# Exercise directions
Could you reproduce every one of the entries below word for word, leaving out the pictures?

Image region outline entries
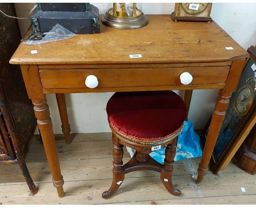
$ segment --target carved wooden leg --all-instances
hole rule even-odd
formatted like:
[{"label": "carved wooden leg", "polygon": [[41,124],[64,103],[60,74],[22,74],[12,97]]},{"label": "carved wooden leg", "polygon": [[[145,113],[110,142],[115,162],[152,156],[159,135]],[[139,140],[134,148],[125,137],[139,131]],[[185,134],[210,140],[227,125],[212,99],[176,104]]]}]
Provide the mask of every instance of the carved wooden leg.
[{"label": "carved wooden leg", "polygon": [[56,94],[56,98],[58,103],[59,111],[61,120],[62,132],[65,136],[66,144],[70,144],[70,125],[68,123],[67,106],[66,105],[65,94]]},{"label": "carved wooden leg", "polygon": [[26,162],[23,158],[17,158],[17,160],[19,162],[19,166],[20,167],[20,170],[21,170],[21,173],[22,173],[22,175],[26,180],[26,182],[27,182],[27,186],[28,186],[28,188],[30,190],[30,193],[32,195],[36,194],[38,191],[38,189],[34,185],[34,182],[31,178],[30,172],[27,169]]},{"label": "carved wooden leg", "polygon": [[59,196],[63,197],[64,181],[60,171],[48,105],[46,103],[45,97],[44,99],[32,99],[32,102],[34,106],[34,111],[37,119],[37,125],[41,133],[47,160],[53,175],[53,185],[57,189]]},{"label": "carved wooden leg", "polygon": [[231,95],[231,93],[223,93],[223,90],[220,90],[219,97],[215,106],[215,111],[212,114],[212,121],[211,121],[209,131],[205,144],[202,159],[197,169],[198,176],[196,179],[197,183],[200,183],[202,181],[208,170],[209,162],[222,127],[222,123],[226,115],[226,111],[229,106],[229,99]]},{"label": "carved wooden leg", "polygon": [[172,182],[172,175],[174,163],[174,158],[176,153],[177,137],[172,143],[167,145],[165,149],[165,159],[164,167],[161,172],[161,180],[167,191],[173,195],[179,195],[181,194],[181,191],[174,188]]},{"label": "carved wooden leg", "polygon": [[108,189],[102,193],[102,197],[108,198],[110,197],[119,188],[121,184],[124,181],[125,173],[123,168],[123,156],[124,151],[123,147],[124,145],[120,144],[118,143],[118,139],[112,134],[113,138],[113,157],[114,161],[113,164],[114,168],[113,169],[113,178],[112,184]]}]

# Solution for this task
$ segment --target carved wooden leg --all-instances
hole rule even-odd
formatted like:
[{"label": "carved wooden leg", "polygon": [[41,124],[64,103],[60,74],[22,74],[12,97]]},{"label": "carved wooden leg", "polygon": [[[145,113],[110,142],[115,162],[152,156],[159,135]],[[139,140],[134,148],[125,137],[139,131]],[[185,134],[210,140],[227,125],[212,99],[176,104]]]}]
Provide the mask of every instance of the carved wooden leg.
[{"label": "carved wooden leg", "polygon": [[56,94],[56,98],[58,103],[59,111],[61,120],[62,132],[65,136],[66,144],[70,144],[70,125],[68,123],[67,106],[66,105],[65,94]]},{"label": "carved wooden leg", "polygon": [[26,162],[23,158],[17,158],[17,160],[19,162],[19,166],[20,167],[20,170],[21,170],[21,173],[22,173],[22,175],[26,180],[26,182],[27,182],[27,186],[28,186],[28,188],[30,190],[30,193],[32,195],[36,194],[38,191],[38,189],[34,185],[34,182],[31,178],[30,172],[27,169]]},{"label": "carved wooden leg", "polygon": [[59,196],[63,197],[64,181],[60,171],[48,105],[46,103],[45,97],[44,99],[32,99],[32,102],[34,106],[34,111],[37,119],[37,125],[41,133],[47,160],[53,175],[53,185],[57,189]]},{"label": "carved wooden leg", "polygon": [[231,95],[231,93],[223,93],[223,90],[220,90],[219,97],[215,106],[215,111],[212,114],[212,121],[211,121],[209,131],[205,144],[202,159],[197,169],[198,176],[196,179],[197,183],[200,183],[202,181],[208,170],[209,162],[222,127],[222,123],[226,115],[226,111],[229,106],[229,99]]},{"label": "carved wooden leg", "polygon": [[172,182],[172,175],[174,163],[174,158],[176,153],[177,137],[172,143],[167,145],[165,149],[165,159],[164,167],[161,172],[161,180],[167,191],[173,195],[179,195],[181,194],[181,191],[174,188]]},{"label": "carved wooden leg", "polygon": [[108,189],[102,193],[102,197],[108,198],[110,197],[119,188],[121,184],[124,181],[125,173],[123,168],[123,156],[124,151],[123,147],[124,145],[120,144],[118,143],[118,139],[112,134],[113,138],[113,157],[114,161],[113,164],[114,168],[113,169],[113,178],[112,184]]}]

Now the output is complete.